* YOUR OBJECTIVE *
Write out the material again word for word, dropping any images it holds.

Start WORKING DATA

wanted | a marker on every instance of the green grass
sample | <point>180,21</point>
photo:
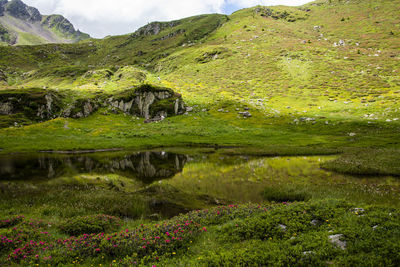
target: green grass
<point>306,97</point>
<point>279,235</point>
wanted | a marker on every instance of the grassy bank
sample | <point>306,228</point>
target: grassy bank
<point>303,233</point>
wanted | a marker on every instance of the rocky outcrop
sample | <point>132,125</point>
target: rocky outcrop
<point>155,28</point>
<point>81,108</point>
<point>18,18</point>
<point>147,101</point>
<point>63,25</point>
<point>170,35</point>
<point>18,9</point>
<point>6,108</point>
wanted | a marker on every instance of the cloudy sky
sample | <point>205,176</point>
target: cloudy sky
<point>100,18</point>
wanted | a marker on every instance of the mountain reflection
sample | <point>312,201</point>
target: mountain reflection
<point>146,166</point>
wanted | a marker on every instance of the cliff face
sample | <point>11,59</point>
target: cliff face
<point>22,24</point>
<point>146,101</point>
<point>18,9</point>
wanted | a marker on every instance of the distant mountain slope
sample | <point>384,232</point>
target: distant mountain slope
<point>24,25</point>
<point>324,50</point>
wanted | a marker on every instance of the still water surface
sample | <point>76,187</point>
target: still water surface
<point>224,178</point>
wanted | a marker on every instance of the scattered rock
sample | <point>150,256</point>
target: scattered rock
<point>6,108</point>
<point>245,114</point>
<point>282,227</point>
<point>335,239</point>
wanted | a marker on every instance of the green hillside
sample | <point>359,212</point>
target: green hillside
<point>322,77</point>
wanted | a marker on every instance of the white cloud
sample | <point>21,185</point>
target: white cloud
<point>105,17</point>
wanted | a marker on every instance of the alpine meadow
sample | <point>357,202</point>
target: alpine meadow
<point>268,137</point>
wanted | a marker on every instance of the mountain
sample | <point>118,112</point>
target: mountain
<point>24,25</point>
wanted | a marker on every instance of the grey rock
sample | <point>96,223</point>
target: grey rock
<point>6,108</point>
<point>245,114</point>
<point>335,239</point>
<point>282,227</point>
<point>358,210</point>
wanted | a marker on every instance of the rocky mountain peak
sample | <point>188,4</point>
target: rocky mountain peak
<point>19,9</point>
<point>155,28</point>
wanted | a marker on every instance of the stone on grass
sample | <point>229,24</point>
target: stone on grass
<point>335,239</point>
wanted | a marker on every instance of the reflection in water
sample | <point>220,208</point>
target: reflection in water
<point>146,166</point>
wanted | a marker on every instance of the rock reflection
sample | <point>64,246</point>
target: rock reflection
<point>146,166</point>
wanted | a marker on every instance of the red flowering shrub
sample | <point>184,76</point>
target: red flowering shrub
<point>90,225</point>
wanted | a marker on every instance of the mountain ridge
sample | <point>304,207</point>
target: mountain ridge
<point>21,24</point>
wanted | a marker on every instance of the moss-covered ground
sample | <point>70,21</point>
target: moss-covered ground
<point>321,79</point>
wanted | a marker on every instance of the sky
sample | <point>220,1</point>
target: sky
<point>101,18</point>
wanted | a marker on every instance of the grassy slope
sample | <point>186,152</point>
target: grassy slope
<point>349,90</point>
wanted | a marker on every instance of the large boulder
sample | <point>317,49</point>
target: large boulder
<point>3,77</point>
<point>149,101</point>
<point>18,9</point>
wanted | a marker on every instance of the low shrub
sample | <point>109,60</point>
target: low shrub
<point>90,225</point>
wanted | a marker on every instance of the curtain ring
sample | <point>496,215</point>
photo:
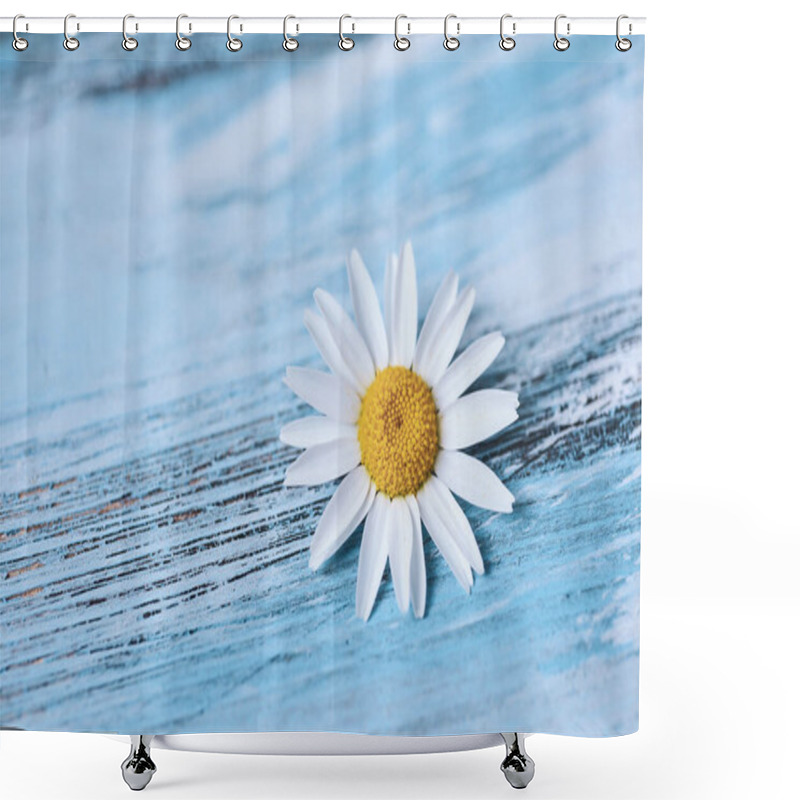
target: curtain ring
<point>289,44</point>
<point>561,43</point>
<point>18,43</point>
<point>400,42</point>
<point>128,42</point>
<point>451,42</point>
<point>507,42</point>
<point>623,45</point>
<point>345,43</point>
<point>233,44</point>
<point>70,42</point>
<point>181,42</point>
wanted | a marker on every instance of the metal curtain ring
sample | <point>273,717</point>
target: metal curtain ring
<point>345,43</point>
<point>289,44</point>
<point>181,42</point>
<point>17,42</point>
<point>623,45</point>
<point>400,42</point>
<point>70,42</point>
<point>128,42</point>
<point>233,44</point>
<point>507,42</point>
<point>451,42</point>
<point>561,43</point>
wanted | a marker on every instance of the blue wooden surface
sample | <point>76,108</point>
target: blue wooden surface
<point>165,219</point>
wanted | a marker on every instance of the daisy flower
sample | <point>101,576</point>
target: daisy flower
<point>394,420</point>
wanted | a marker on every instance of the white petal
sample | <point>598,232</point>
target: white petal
<point>404,310</point>
<point>451,513</point>
<point>372,557</point>
<point>475,417</point>
<point>467,368</point>
<point>389,281</point>
<point>473,480</point>
<point>350,342</point>
<point>329,350</point>
<point>328,393</point>
<point>442,302</point>
<point>349,505</point>
<point>419,582</point>
<point>400,543</point>
<point>308,431</point>
<point>323,463</point>
<point>444,345</point>
<point>443,538</point>
<point>367,310</point>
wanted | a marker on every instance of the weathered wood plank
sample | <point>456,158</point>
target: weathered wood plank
<point>153,568</point>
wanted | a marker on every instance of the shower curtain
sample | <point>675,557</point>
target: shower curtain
<point>321,385</point>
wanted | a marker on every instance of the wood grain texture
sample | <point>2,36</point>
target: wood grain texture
<point>154,569</point>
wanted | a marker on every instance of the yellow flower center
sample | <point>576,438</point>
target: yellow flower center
<point>397,431</point>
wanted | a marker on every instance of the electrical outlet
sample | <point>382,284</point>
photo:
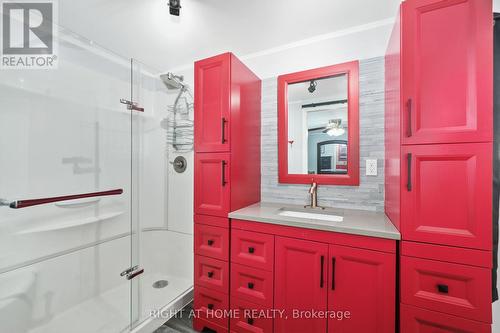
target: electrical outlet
<point>371,167</point>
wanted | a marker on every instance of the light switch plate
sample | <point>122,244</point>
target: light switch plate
<point>371,167</point>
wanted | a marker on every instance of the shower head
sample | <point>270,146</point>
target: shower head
<point>172,81</point>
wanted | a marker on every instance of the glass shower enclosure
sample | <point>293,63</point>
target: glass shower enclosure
<point>84,239</point>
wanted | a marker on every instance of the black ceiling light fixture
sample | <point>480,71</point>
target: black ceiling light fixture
<point>175,7</point>
<point>312,86</point>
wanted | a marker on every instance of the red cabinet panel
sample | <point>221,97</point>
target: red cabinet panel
<point>211,241</point>
<point>252,249</point>
<point>211,220</point>
<point>446,194</point>
<point>203,325</point>
<point>212,183</point>
<point>300,284</point>
<point>456,289</point>
<point>212,104</point>
<point>209,305</point>
<point>363,283</point>
<point>447,69</point>
<point>251,318</point>
<point>211,273</point>
<point>416,320</point>
<point>252,284</point>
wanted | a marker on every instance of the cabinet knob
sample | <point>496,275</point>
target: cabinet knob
<point>442,288</point>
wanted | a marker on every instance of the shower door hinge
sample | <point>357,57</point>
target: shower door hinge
<point>131,105</point>
<point>132,272</point>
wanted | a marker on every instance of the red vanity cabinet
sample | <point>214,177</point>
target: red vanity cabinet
<point>226,175</point>
<point>438,163</point>
<point>446,194</point>
<point>447,94</point>
<point>212,97</point>
<point>323,281</point>
<point>301,269</point>
<point>362,282</point>
<point>212,183</point>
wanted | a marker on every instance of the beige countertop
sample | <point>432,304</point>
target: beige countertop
<point>356,222</point>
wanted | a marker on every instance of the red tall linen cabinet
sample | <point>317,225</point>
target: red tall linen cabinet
<point>226,175</point>
<point>438,167</point>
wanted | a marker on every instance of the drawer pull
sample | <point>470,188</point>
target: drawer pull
<point>408,182</point>
<point>442,288</point>
<point>223,130</point>
<point>223,170</point>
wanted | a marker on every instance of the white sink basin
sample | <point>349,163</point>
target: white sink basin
<point>312,215</point>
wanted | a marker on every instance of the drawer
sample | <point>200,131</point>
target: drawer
<point>249,318</point>
<point>416,320</point>
<point>252,249</point>
<point>211,273</point>
<point>206,326</point>
<point>252,284</point>
<point>211,305</point>
<point>211,241</point>
<point>456,289</point>
<point>215,221</point>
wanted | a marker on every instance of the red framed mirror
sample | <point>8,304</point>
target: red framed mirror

End WORKING DATA

* COMPLETED TASK *
wanted | a marker on every instance of the green grass
sample | <point>180,21</point>
photo:
target: green grass
<point>306,97</point>
<point>279,235</point>
wanted | a marker on every instance of the grassy bank
sample | <point>306,228</point>
target: grassy bank
<point>303,233</point>
wanted | a marker on every instance of the rocky outcrop
sample | <point>132,125</point>
target: rocky outcrop
<point>155,28</point>
<point>81,108</point>
<point>18,18</point>
<point>147,101</point>
<point>63,25</point>
<point>170,35</point>
<point>18,9</point>
<point>6,108</point>
wanted | a marker on every instance of the cloudy sky
sample | <point>205,176</point>
target: cloudy sky
<point>100,18</point>
wanted | a marker on every instance of the mountain reflection
sample | <point>312,201</point>
target: mountain reflection
<point>146,166</point>
wanted | a marker on every instance of the cliff face
sample | <point>11,59</point>
target: cliff face
<point>22,24</point>
<point>146,101</point>
<point>18,9</point>
wanted | a marker on every instance of the distant mountain slope
sample | <point>384,232</point>
target: distant mountain slope
<point>24,25</point>
<point>324,50</point>
wanted | a marker on every instance of the still water surface
sample | <point>76,187</point>
target: still water surface
<point>224,178</point>
wanted | a marker on every instance of the scattered rock
sample | <point>150,256</point>
target: scattered rock
<point>6,108</point>
<point>245,114</point>
<point>282,227</point>
<point>335,239</point>
wanted | a marker on every instance of the green hillside
sample | <point>359,212</point>
target: green hillside
<point>322,77</point>
wanted | a marker on every instance of the white cloud
sample | <point>21,185</point>
target: white cloud
<point>105,17</point>
wanted | a marker on every instance of the alpine meadow
sample | <point>357,202</point>
target: alpine meadow
<point>268,137</point>
wanted | a marker on every instance of the mountain
sample | <point>118,112</point>
target: mountain
<point>24,25</point>
wanted | a marker on every instance of the grey rock
sample | <point>96,223</point>
target: grey rock
<point>6,108</point>
<point>245,114</point>
<point>335,239</point>
<point>282,227</point>
<point>358,210</point>
wanted | a marker on every instance of the rocky mountain peak
sample | <point>188,4</point>
target: rocky mountain peak
<point>19,9</point>
<point>155,28</point>
wanted | a marker on every instance of the stone on grass
sample | <point>229,24</point>
target: stone on grass
<point>335,239</point>
wanted | a marker on every instance of the reflection in water
sample | <point>220,208</point>
target: reflection in water
<point>146,166</point>
wanted | a marker on every instance of the rock reflection
sample | <point>64,246</point>
target: rock reflection
<point>146,166</point>
wanted | a marker on every instance of the red flowering shrub
sample | <point>184,76</point>
target: red flowering shrub
<point>90,225</point>
wanted | a marker on every instance of the mountain ridge
sample | <point>304,207</point>
target: mountain ridge
<point>21,24</point>
wanted | a marker on every instance of the moss-covered ground
sample | <point>70,21</point>
target: moss-covered ground
<point>321,79</point>
wanted | a marker on every instance of the sky
sample | <point>220,1</point>
target: sky
<point>101,18</point>
wanted | a marker on every instance of the grassy slope
sample | <point>186,152</point>
target: grassy slope
<point>349,90</point>
wanted | a marker on every instance of the large boulder
sample | <point>317,49</point>
target: large boulder
<point>3,77</point>
<point>149,101</point>
<point>18,9</point>
wanted | a marker on every instance of the low shrub
sample | <point>109,60</point>
target: low shrub
<point>90,225</point>
wanted | a marker on every instance of the curtain ring
sample | <point>496,215</point>
photo:
target: curtain ring
<point>289,44</point>
<point>561,43</point>
<point>18,43</point>
<point>400,42</point>
<point>128,42</point>
<point>451,42</point>
<point>507,42</point>
<point>623,45</point>
<point>345,43</point>
<point>233,44</point>
<point>70,42</point>
<point>181,42</point>
wanted | a marker on every instance of the metal curtain ring
sample | <point>273,717</point>
target: metal curtain ring
<point>345,43</point>
<point>289,44</point>
<point>181,42</point>
<point>17,42</point>
<point>623,45</point>
<point>400,42</point>
<point>70,42</point>
<point>128,42</point>
<point>233,44</point>
<point>507,42</point>
<point>451,42</point>
<point>561,43</point>
wanted | a marker on every instance of the blue wooden surface
sample | <point>76,108</point>
target: blue wooden surface
<point>165,219</point>
wanted | a marker on every instance of the daisy flower
sample | <point>101,576</point>
target: daisy flower
<point>394,420</point>
wanted | a marker on every instance of the white petal
sample | <point>598,232</point>
target: white petal
<point>404,310</point>
<point>451,513</point>
<point>372,557</point>
<point>475,417</point>
<point>467,368</point>
<point>389,281</point>
<point>473,480</point>
<point>350,342</point>
<point>329,350</point>
<point>328,393</point>
<point>442,302</point>
<point>349,505</point>
<point>419,582</point>
<point>400,543</point>
<point>308,431</point>
<point>323,463</point>
<point>444,345</point>
<point>443,538</point>
<point>367,310</point>
wanted | a marker on every instance of the weathered wood plank
sample | <point>456,158</point>
target: weathered wood plank
<point>153,568</point>
wanted | a marker on every instance of the shower curtain
sample | <point>675,557</point>
target: shower curtain
<point>321,385</point>
wanted | a marker on every instance of the wood grain texture
sample | <point>2,36</point>
target: wood grain texture
<point>154,569</point>
wanted | a marker on every instance of the yellow flower center
sample | <point>576,438</point>
target: yellow flower center
<point>397,431</point>
wanted | a marker on every instance of the electrical outlet
sample | <point>382,284</point>
photo:
target: electrical outlet
<point>371,167</point>
wanted | a marker on every instance of the light switch plate
sample | <point>122,244</point>
target: light switch plate
<point>371,167</point>
wanted | a marker on every instance of the shower head
sample | <point>270,146</point>
target: shower head
<point>172,81</point>
wanted | a marker on every instance of the glass shower enclosure
sample | <point>293,63</point>
target: glass shower enclosure
<point>84,239</point>
wanted | a marker on every instance of the black ceiling light fixture
sample | <point>480,71</point>
target: black ceiling light fixture
<point>175,7</point>
<point>312,86</point>
wanted | a marker on every instance of the red cabinet panel
sample | <point>221,97</point>
target: red cabinet panel
<point>211,241</point>
<point>252,249</point>
<point>211,220</point>
<point>446,194</point>
<point>203,325</point>
<point>212,183</point>
<point>300,284</point>
<point>456,289</point>
<point>212,104</point>
<point>209,305</point>
<point>363,283</point>
<point>447,69</point>
<point>251,318</point>
<point>211,273</point>
<point>416,320</point>
<point>252,284</point>
wanted | a marker on every instance of the cabinet knob
sample | <point>496,275</point>
target: cabinet knob
<point>442,288</point>
wanted | a marker on every instance of the shower door hinge
sample | <point>357,57</point>
target: shower door hinge
<point>131,105</point>
<point>132,272</point>
wanted | a marker on every instance of the red vanity cabinet
sample | <point>214,177</point>
target: red vanity cabinet
<point>226,175</point>
<point>438,163</point>
<point>446,194</point>
<point>447,94</point>
<point>212,97</point>
<point>323,281</point>
<point>301,269</point>
<point>362,282</point>
<point>212,183</point>
wanted | a marker on every instance of the beige countertop
sample | <point>432,304</point>
target: beige countertop
<point>356,222</point>
wanted | a marker on every instance of the red tall linen cabinet
sample | <point>317,225</point>
target: red tall linen cabinet
<point>226,175</point>
<point>438,167</point>
wanted | a marker on every instance of the drawer pull
sample | <point>470,188</point>
target: drawer pull
<point>408,182</point>
<point>442,288</point>
<point>223,130</point>
<point>223,170</point>
wanted | a marker on every instance of the white sink basin
sample | <point>349,163</point>
target: white sink basin
<point>312,215</point>
wanted | a marker on every instance of the drawer
sample | <point>200,131</point>
target: drawer
<point>249,318</point>
<point>416,320</point>
<point>252,249</point>
<point>211,273</point>
<point>206,326</point>
<point>252,284</point>
<point>211,305</point>
<point>211,241</point>
<point>456,289</point>
<point>215,221</point>
wanted | a marker on every instance of the red framed mirror
sample | <point>8,304</point>
target: red framed mirror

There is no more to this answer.